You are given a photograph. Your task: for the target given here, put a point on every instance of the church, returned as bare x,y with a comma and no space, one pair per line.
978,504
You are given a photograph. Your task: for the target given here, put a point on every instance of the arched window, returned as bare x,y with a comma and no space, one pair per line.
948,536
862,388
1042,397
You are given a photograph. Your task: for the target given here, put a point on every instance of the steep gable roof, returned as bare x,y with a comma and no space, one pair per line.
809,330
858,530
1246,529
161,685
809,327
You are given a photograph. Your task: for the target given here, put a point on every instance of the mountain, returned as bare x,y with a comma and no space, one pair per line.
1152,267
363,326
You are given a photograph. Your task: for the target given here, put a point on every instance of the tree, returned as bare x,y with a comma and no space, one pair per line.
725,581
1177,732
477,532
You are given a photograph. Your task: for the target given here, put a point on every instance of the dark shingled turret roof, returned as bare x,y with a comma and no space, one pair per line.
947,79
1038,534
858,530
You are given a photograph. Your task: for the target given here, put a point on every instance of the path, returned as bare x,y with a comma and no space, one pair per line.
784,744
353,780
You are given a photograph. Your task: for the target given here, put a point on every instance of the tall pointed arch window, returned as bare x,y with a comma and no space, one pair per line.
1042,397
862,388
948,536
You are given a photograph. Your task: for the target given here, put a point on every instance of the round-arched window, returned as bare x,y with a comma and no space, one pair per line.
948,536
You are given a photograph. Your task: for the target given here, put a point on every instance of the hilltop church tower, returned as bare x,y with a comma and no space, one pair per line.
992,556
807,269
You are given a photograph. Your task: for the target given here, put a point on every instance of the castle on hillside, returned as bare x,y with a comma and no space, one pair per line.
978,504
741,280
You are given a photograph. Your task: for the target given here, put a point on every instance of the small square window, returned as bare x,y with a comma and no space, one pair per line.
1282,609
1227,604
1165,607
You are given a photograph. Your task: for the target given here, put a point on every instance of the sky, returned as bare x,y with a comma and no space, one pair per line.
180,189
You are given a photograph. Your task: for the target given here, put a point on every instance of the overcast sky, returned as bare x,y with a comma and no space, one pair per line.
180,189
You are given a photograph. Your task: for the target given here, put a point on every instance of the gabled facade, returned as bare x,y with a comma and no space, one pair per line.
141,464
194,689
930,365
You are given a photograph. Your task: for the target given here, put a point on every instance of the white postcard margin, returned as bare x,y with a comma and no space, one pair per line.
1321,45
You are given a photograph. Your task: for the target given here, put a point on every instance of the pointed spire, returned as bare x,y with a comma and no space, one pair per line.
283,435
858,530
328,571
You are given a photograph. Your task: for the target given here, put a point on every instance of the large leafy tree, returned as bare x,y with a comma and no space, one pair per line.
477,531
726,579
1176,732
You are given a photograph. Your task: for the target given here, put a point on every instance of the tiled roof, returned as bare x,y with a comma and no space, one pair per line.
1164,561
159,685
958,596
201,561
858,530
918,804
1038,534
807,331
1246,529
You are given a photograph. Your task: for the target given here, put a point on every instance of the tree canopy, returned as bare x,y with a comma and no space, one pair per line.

◆ ◆ ◆ ◆ ◆

Aim of the exercise: Put into a numbered list the lines of the records from the line containing "of the pointed" through the final line of the records, including both of those lines and leaving out any blank lines.

Output for this exercise:
1. You are given a photograph. Your task: for the target given here, put a point on every instance of the pointed spire, returned as bare x,y with a comma and no space, one pair per line.
2. 283,435
3. 858,530
4. 328,571
5. You are given a photograph. Your task: for the target given here, put a point on every instance of the large leafy tree, returned as bare x,y with a comma and no space, one pair per line.
6. 477,531
7. 726,579
8. 1176,732
9. You are given a photograph. Your task: for the target given here, put a point on every instance of the tiled roof, returned as bare x,y with a comma and no space, one pair per line.
10. 1164,561
11. 159,685
12. 958,596
13. 201,561
14. 858,530
15. 918,804
16. 1038,534
17. 807,331
18. 1246,529
19. You are given a photograph. Your task: for the target given here, put a point on every instance of the tree canopy, returned as bare x,y with a comma and no space, one pair per line.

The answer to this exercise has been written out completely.